==== Information shown

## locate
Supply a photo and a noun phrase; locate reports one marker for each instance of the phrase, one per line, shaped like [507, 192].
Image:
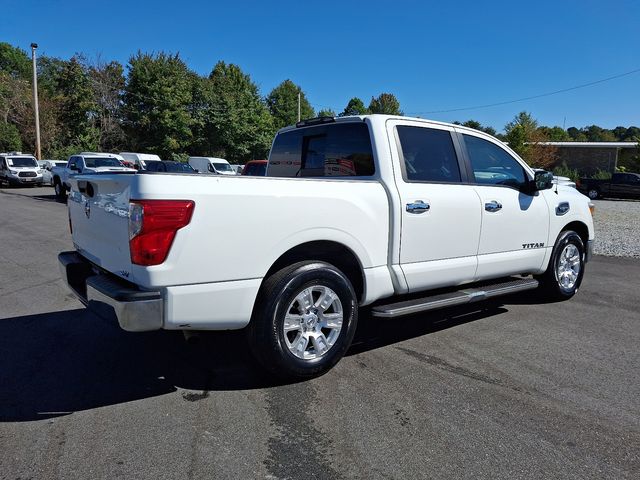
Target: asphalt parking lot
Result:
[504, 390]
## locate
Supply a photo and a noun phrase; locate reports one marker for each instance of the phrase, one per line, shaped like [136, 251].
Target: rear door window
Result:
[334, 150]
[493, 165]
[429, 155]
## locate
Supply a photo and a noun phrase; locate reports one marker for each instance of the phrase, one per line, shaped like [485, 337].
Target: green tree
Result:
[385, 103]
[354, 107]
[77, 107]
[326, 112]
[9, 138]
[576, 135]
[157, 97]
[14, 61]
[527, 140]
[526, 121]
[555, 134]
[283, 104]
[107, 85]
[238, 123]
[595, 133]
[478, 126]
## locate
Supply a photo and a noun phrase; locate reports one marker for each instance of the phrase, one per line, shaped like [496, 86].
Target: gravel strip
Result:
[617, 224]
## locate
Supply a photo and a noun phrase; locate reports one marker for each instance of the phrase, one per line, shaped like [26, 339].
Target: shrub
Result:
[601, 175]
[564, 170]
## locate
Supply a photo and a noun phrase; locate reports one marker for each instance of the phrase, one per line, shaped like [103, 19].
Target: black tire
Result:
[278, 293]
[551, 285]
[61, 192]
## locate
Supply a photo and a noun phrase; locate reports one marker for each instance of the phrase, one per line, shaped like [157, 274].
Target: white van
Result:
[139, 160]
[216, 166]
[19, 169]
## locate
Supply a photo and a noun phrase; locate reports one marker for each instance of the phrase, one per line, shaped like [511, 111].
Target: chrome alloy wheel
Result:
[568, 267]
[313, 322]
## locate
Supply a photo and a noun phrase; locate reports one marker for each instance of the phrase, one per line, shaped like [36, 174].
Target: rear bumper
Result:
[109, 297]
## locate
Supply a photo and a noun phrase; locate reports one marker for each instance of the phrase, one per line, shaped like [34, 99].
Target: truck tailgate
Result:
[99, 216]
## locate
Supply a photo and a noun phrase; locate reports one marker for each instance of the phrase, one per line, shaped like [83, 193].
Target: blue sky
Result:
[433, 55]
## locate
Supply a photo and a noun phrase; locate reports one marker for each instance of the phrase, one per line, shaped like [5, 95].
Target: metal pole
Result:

========
==== Information shown

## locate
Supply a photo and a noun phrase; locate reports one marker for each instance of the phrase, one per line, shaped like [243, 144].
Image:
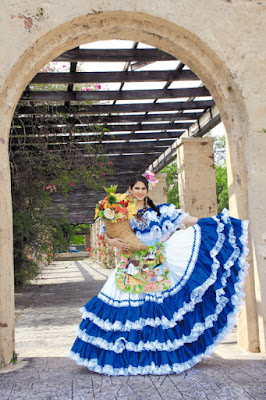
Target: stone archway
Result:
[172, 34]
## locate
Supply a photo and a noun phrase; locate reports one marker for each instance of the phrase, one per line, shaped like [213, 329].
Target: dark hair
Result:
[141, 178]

========

Aim
Select every line of the records above that contains the string "rear", treating uppercase and lowercase as different, and copy each one.

Solution to this problem
Target: rear door window
Target: rear bumper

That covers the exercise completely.